**Source excerpt:**
=-=-=-=-=

Counting substring matches based on criteria. Is there a better/faster way?

jahsquare

Board Regular
Joined
Jan 22, 2014
Messages
51
Hi, I have the following formula running in Table1 to search for a names from Table2. The formula is running in 20 columns across thousands of records, and it takes about 30 minutes to complete..

=COUNTIFS(INDIRECT("Table2["&$J$1&"]"),("* "&$D4&" *"),INDIRECT("Table2["&$L$1&"]"),J$3)+
COUNTIFS(INDIRECT("Table2["&$J$1&"]"),($D4&" *"),INDIRECT("Table2["&$L$1&"]"),J$3)+
COUNTIFS(INDIRECT("Table2["&$J$1&"]"),("* "&$D4),INDIRECT("Table2["&$L$1&"]"),J$3)+
COUNTIFS(INDIRECT("Table2["&$J$1&"]"),$D4,INDIRECT("Table2["&$L$1&"]"),J$3)

Table2 Col J is a list of strings comprising concatenated names.
Table2 Col L is a "Year" criteria (this formula runs across 20 columns / 20 years)

Each value in Table1 Col D has a single name that may be at the beginning, middle, or end of any of the strings in Table2 Col. J.

I have tried two other solutions but I can't get them to work, and i'm not sure they'd be faster anyway:

1) =COUNTIFS(INDIRECT("Table2["&$J$1&"]"),{("* "&$D4&" *"),($D4&" *"),("* "&$D4),$D4},INDIRECT("Table2["&$L$1&"]"),J$3)

with this I get an error and can't run the formula

2) =SUMPRODUCT(
(INDIRECT("Table2["&$J$1&"]")=("* "&$D4&" *")) +
INDIRECT("Table2["&$J$1&"]")=($D4&" *")) +
INDIRECT("Table2["&$J$1&"]")=("* "&$D4)) +
INDIRECT("Table2["&$J$1&"]")=($D4))) * INDIRECT("Table2["&$L$1&"]")=J$3)

This runs but the values are wrong (much lower than expected)


Any help is much appreciated. Thanks
 
This works, and is very fast. Thank you!

=-=-=-=-=

**Request:** Reproduce the spreadsheet forum post above from "Board Regular" up to and including "columns / 20 years)", switching "thousands of records" to "hundreds of records". The material after this point comes from a separate source.

**Data supplied:**
=-=-=-=-=

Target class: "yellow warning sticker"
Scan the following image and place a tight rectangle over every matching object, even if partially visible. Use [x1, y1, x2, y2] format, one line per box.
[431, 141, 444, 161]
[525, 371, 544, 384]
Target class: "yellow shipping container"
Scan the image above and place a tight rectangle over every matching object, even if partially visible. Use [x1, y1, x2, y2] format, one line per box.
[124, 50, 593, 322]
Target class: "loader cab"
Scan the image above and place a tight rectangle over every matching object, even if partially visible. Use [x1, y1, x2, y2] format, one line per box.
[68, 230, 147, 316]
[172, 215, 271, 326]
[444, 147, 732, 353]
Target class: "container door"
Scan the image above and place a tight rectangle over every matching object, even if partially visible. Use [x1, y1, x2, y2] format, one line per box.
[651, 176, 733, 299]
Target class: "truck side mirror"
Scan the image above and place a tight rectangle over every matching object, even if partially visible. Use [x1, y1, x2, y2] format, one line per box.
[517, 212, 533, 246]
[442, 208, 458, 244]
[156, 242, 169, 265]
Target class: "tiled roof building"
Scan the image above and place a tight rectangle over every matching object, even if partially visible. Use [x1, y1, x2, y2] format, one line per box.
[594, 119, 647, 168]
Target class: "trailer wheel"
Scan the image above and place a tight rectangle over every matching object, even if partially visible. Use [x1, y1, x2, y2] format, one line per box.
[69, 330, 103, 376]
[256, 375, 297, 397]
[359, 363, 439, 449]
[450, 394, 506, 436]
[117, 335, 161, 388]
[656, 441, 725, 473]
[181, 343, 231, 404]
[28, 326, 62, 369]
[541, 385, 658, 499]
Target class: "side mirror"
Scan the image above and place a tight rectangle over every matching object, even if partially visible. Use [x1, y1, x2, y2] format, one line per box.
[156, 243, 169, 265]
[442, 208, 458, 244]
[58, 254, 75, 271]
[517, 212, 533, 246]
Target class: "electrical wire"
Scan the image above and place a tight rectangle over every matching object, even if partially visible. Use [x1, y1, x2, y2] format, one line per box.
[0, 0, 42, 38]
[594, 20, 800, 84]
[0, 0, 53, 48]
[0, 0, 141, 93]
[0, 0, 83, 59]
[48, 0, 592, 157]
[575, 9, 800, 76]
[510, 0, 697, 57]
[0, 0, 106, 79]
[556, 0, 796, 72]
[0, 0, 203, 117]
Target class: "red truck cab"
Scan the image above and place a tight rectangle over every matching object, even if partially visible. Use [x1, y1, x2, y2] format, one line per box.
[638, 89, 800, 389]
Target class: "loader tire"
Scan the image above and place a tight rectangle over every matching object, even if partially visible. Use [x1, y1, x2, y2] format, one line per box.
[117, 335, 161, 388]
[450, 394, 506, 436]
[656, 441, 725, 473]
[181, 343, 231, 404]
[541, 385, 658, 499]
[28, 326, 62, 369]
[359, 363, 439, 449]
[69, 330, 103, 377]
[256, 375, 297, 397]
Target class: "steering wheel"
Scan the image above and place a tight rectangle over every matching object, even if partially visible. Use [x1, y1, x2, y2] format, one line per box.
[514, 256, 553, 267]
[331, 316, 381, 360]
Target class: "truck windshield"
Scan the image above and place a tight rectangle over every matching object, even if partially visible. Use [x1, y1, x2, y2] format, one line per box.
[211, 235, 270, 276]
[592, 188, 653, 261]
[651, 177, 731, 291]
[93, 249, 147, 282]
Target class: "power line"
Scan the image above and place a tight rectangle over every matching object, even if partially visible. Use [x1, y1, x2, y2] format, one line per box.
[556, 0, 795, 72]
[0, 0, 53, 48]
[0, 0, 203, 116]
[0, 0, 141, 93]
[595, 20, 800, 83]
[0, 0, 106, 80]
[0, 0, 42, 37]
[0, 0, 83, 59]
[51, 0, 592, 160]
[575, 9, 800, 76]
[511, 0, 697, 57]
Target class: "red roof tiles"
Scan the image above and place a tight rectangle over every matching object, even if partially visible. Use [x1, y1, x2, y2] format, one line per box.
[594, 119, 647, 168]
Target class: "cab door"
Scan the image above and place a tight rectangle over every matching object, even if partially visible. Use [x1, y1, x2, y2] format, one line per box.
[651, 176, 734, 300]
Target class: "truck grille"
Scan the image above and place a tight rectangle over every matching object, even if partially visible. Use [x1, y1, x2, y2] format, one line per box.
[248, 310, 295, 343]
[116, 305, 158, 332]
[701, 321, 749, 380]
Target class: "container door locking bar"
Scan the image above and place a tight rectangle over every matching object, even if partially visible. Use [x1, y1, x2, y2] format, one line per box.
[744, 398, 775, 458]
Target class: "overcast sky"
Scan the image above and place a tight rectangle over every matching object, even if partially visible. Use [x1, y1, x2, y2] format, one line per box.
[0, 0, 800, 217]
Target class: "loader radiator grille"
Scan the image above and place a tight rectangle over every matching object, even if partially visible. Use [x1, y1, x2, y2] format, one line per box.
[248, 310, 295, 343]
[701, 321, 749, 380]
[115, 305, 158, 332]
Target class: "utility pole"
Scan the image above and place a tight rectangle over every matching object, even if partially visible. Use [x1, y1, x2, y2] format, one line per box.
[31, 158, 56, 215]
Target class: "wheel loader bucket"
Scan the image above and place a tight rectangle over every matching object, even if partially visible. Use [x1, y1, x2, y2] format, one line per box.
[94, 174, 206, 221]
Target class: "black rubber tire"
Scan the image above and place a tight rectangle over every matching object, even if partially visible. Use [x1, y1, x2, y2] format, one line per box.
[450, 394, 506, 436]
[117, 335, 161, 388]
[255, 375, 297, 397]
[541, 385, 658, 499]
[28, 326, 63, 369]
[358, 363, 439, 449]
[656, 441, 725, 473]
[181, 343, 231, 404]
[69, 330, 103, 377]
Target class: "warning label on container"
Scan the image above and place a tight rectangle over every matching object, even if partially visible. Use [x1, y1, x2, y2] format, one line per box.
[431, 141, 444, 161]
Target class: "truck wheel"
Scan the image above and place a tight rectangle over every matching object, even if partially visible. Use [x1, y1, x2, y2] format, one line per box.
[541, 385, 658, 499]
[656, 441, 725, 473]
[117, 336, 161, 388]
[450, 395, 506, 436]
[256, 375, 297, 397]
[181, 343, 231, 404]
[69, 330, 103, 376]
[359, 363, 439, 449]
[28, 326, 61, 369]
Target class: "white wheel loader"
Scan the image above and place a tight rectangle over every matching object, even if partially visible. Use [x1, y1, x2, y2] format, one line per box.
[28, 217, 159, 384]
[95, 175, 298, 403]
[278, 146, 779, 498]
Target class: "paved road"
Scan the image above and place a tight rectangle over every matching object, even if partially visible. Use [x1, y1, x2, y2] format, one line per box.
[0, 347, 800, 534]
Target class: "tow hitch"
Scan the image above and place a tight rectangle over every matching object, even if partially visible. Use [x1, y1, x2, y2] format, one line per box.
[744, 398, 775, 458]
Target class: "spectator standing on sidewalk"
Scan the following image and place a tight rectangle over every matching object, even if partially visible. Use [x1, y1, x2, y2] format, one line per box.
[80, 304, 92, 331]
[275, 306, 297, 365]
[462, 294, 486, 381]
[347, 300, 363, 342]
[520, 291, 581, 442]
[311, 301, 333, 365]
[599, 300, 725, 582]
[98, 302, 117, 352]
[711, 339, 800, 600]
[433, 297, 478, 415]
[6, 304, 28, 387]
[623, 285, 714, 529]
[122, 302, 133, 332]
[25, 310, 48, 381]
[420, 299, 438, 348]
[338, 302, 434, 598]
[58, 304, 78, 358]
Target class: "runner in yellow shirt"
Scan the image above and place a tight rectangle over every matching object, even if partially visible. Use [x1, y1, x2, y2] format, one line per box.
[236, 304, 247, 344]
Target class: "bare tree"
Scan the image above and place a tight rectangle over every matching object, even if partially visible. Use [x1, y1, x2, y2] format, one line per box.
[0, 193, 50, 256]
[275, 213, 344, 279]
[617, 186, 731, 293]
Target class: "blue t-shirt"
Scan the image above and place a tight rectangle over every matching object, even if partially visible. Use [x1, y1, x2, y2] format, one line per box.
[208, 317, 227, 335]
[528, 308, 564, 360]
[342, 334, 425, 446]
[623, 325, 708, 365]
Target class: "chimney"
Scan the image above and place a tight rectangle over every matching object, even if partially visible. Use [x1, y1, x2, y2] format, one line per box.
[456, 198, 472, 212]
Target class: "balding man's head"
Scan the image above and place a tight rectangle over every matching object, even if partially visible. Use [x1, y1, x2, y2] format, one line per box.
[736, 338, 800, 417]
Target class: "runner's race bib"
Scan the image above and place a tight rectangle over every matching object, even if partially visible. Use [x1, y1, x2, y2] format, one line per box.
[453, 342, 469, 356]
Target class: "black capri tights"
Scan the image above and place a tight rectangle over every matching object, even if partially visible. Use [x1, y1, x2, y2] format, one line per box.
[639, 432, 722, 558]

=-=-=-=-=

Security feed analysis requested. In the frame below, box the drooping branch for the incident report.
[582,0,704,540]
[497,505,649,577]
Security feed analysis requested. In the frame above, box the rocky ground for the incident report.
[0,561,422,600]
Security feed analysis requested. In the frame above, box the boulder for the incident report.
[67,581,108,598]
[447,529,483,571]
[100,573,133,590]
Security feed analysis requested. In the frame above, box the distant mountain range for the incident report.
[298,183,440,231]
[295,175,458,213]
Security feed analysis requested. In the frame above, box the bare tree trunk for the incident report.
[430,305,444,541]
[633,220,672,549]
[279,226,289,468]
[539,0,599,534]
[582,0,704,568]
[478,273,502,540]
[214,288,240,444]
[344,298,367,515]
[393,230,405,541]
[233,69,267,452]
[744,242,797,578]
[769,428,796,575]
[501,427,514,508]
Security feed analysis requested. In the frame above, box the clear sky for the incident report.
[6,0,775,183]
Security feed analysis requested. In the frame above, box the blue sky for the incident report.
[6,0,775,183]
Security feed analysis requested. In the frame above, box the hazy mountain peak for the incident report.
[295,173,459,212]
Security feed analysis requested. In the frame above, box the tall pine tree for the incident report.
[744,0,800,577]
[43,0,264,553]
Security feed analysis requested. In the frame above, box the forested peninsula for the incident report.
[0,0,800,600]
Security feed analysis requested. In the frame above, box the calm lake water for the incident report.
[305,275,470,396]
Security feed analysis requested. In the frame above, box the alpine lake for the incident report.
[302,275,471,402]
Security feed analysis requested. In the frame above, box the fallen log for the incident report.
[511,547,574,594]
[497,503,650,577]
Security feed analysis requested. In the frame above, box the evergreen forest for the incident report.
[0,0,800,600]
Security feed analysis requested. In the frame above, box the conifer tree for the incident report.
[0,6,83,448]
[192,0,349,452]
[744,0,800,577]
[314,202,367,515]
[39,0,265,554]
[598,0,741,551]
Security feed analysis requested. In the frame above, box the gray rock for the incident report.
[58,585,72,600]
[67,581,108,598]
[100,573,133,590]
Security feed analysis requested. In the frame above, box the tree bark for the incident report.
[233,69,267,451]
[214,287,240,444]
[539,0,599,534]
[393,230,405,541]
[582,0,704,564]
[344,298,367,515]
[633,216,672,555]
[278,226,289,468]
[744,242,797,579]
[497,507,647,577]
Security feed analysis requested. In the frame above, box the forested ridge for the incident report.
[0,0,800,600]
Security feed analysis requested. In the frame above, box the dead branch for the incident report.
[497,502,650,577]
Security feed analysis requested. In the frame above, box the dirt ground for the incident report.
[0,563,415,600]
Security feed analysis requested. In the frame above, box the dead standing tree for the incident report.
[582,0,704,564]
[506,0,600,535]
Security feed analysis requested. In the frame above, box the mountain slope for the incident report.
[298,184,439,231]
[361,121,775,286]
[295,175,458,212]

=-=-=-=-=

**Answer:**
Board Regular
Joined
Jan 22, 2014
Messages
51
Hi, I have the following formula running in Table1 to search for a names from Table2. The formula is running in 20 columns across hundreds of records, and it takes about 30 minutes to complete..

=COUNTIFS(INDIRECT("Table2["&$J$1&"]"),("* "&$D4&" *"),INDIRECT("Table2["&$L$1&"]"),J$3)+
COUNTIFS(INDIRECT("Table2["&$J$1&"]"),($D4&" *"),INDIRECT("Table2["&$L$1&"]"),J$3)+
COUNTIFS(INDIRECT("Table2["&$J$1&"]"),("* "&$D4),INDIRECT("Table2["&$L$1&"]"),J$3)+
COUNTIFS(INDIRECT("Table2["&$J$1&"]"),$D4,INDIRECT("Table2["&$L$1&"]"),J$3)

Table2 Col J is a list of strings comprising concatenated names.
Table2 Col L is a "Year" criteria (this formula runs across 20 columns / 20 years)